— Begin EXCERPT —

Re: row estimate for partial index

From: Tom Lane <tgl(at)sss(dot)pgh(dot)pa(dot)us>
To: Harmen <harmen(at)lijzij(dot)de>
Cc: pgsql-general(at)lists(dot)postgresql(dot)org
Subject: Re: row estimate for partial index
Date: 2023-01-14 16:23:07
Message-ID: 1008139.1673713387@sss.pgh.pa.us
Views: Raw Message | Whole Thread | Download mbox | Resend email
Thread:
Lists: pgsql-general

Harmen <harmen(at)lijzij(dot)de> writes:
> Works well enough. However, we now have an org_id which has > 10% of the rows,
> but only a handful rows where "deleted is null" matches (so the org has a lot
> of "deleted" contacts). The planner doesn't like this and it falls back to a
> full table scan for the above query.

— End EXCERPT —
— Begin ITEMS —

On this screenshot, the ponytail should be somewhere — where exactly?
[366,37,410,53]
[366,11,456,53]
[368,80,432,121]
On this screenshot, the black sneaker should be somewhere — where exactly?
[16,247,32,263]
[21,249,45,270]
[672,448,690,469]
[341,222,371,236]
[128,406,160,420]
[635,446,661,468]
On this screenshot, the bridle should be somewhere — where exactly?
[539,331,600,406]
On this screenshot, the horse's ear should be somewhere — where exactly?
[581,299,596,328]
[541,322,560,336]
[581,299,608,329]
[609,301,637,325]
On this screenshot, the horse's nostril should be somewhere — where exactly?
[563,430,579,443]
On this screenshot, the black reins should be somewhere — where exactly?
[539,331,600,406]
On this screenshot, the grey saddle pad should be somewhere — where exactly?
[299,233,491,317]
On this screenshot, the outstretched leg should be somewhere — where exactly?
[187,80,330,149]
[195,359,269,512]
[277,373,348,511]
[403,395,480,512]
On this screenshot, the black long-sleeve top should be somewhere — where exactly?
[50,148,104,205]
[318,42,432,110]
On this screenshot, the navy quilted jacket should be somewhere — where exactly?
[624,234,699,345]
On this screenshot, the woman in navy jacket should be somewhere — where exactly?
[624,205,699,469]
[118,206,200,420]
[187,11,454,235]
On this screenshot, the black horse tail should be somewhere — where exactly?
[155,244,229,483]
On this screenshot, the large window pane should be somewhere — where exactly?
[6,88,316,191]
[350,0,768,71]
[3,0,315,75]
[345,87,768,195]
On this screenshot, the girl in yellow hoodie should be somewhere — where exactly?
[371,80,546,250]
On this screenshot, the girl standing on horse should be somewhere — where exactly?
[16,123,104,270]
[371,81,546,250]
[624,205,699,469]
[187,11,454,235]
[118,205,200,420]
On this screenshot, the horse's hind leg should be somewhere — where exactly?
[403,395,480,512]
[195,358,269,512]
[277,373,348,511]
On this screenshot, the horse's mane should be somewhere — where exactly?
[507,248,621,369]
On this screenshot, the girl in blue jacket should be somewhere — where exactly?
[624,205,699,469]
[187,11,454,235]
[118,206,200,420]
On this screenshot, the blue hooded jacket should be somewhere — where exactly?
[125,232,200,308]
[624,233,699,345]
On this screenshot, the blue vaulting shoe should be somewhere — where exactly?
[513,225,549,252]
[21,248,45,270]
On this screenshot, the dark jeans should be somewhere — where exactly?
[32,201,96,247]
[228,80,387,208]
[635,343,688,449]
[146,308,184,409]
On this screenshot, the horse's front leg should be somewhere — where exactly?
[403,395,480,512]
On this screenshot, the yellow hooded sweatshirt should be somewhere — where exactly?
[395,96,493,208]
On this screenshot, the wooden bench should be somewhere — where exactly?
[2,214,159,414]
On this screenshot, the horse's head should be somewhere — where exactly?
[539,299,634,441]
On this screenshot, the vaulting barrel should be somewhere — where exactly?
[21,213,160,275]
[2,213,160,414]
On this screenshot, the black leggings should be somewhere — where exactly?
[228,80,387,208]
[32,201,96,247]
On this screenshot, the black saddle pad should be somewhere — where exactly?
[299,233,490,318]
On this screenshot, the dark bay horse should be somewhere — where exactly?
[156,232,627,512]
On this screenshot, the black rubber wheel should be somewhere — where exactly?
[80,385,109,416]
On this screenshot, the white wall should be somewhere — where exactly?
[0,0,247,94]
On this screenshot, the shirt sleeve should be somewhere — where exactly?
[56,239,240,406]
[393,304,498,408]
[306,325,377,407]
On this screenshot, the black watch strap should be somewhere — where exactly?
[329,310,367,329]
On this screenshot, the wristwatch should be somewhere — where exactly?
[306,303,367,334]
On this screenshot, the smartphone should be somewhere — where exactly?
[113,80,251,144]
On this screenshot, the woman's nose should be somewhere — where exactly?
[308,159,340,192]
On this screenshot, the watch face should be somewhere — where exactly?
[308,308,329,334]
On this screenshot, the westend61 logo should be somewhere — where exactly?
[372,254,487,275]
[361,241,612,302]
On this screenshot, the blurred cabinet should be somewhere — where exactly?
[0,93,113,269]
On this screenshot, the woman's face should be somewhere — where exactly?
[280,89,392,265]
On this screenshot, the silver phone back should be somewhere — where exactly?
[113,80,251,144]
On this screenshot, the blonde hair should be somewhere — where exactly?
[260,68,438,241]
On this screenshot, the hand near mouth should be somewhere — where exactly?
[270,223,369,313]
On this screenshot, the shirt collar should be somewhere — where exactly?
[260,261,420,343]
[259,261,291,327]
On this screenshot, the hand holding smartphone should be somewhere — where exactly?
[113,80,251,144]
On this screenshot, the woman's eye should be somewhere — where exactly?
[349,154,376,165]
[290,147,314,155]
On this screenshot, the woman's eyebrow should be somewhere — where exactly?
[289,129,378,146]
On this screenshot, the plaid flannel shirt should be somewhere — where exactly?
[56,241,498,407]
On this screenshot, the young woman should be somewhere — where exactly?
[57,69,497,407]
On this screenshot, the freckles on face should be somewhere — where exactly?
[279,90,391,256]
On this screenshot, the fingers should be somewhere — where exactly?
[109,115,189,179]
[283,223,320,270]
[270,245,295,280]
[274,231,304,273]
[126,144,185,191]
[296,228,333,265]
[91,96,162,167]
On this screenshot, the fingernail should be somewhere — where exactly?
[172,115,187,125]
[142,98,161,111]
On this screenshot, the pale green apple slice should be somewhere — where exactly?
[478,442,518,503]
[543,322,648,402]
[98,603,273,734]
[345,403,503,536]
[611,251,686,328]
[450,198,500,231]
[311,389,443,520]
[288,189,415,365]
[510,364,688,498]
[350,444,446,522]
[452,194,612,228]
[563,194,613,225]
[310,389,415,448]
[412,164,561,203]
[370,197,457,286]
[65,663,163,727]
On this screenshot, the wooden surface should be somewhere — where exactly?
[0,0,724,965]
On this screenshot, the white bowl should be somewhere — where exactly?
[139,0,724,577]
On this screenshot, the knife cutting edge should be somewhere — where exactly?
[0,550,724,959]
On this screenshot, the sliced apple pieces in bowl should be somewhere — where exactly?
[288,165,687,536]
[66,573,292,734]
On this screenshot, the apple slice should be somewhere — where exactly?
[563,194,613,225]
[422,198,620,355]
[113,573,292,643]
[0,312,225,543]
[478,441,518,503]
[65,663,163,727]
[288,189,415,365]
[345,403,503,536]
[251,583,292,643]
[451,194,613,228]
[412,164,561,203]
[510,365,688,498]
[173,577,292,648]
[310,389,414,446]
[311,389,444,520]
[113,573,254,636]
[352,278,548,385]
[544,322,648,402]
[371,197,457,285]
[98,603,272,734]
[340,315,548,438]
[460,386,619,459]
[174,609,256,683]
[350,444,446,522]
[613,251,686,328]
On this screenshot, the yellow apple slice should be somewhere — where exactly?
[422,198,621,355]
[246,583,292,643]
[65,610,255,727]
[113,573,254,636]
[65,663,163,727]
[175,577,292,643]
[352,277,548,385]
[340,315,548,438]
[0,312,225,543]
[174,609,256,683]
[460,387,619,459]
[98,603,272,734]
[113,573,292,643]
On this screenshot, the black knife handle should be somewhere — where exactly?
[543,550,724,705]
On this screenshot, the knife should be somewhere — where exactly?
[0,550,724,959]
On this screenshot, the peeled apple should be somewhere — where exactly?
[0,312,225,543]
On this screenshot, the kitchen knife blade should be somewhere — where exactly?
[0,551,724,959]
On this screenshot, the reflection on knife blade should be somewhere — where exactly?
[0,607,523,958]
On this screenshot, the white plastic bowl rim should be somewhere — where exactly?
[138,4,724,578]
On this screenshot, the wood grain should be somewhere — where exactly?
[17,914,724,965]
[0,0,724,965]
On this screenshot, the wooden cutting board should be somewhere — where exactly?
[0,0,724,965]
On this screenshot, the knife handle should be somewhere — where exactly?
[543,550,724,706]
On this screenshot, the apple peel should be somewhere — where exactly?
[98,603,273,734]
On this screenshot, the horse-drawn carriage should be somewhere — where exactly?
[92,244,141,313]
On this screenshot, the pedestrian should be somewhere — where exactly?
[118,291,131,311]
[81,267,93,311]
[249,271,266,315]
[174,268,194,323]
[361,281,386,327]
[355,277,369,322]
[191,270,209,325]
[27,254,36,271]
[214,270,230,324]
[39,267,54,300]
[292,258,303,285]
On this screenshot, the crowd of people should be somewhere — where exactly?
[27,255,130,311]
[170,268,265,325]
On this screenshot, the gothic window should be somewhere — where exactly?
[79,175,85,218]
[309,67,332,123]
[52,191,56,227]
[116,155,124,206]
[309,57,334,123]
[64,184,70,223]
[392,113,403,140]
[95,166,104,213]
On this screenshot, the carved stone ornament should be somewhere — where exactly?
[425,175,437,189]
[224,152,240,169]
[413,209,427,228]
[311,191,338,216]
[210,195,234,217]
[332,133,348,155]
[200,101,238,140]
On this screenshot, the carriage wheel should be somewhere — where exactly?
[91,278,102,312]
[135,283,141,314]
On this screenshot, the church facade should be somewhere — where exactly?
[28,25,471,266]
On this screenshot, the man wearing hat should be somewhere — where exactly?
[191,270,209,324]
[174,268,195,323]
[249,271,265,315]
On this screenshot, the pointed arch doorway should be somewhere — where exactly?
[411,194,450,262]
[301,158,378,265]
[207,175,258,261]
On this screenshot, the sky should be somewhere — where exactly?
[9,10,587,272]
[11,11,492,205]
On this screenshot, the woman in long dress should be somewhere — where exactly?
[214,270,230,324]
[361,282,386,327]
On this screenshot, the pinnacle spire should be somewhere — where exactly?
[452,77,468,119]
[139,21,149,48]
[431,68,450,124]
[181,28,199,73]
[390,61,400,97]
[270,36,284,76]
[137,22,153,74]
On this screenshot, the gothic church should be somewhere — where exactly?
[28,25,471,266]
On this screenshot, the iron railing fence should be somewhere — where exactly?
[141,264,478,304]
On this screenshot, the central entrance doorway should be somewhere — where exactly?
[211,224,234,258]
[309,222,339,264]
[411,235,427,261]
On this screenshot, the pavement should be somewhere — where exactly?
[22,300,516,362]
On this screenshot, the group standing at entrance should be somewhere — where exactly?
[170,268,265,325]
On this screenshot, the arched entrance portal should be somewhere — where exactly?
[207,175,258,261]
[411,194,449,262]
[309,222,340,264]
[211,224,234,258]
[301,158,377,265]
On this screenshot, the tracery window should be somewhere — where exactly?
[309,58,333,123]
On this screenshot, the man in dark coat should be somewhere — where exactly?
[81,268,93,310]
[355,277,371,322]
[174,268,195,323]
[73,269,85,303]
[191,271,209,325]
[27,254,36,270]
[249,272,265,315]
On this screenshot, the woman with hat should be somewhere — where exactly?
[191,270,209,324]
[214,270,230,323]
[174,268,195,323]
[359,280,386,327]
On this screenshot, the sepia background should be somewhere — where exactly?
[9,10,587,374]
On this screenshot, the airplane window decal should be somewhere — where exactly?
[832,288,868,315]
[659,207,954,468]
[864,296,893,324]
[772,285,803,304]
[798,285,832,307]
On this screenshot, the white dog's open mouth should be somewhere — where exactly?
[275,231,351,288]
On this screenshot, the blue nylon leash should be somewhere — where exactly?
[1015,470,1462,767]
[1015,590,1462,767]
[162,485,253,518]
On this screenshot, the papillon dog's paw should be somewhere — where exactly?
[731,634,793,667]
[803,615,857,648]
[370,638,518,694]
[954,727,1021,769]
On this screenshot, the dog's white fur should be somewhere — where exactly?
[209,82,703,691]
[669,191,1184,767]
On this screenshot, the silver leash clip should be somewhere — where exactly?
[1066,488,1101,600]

— End ITEMS —

**EXERCISES TO COMPLETE**
a - Name each option on the Views line of the partial-index message.
b - Answer these from the partial-index message:
(i) On what date and at what time was it sent?
(ii) What share of the rows does the org_id in question have?
(iii) What does the planner fall back to for the query?
Nothing in the dataset rows is needed here.

**RESPONSES FOR EACH TASK**
a - Raw Message, Whole Thread, Download mbox, Resend email

b -
(i) 2023-01-14 16:23:07
(ii) More than 10%
(iii) A full table scan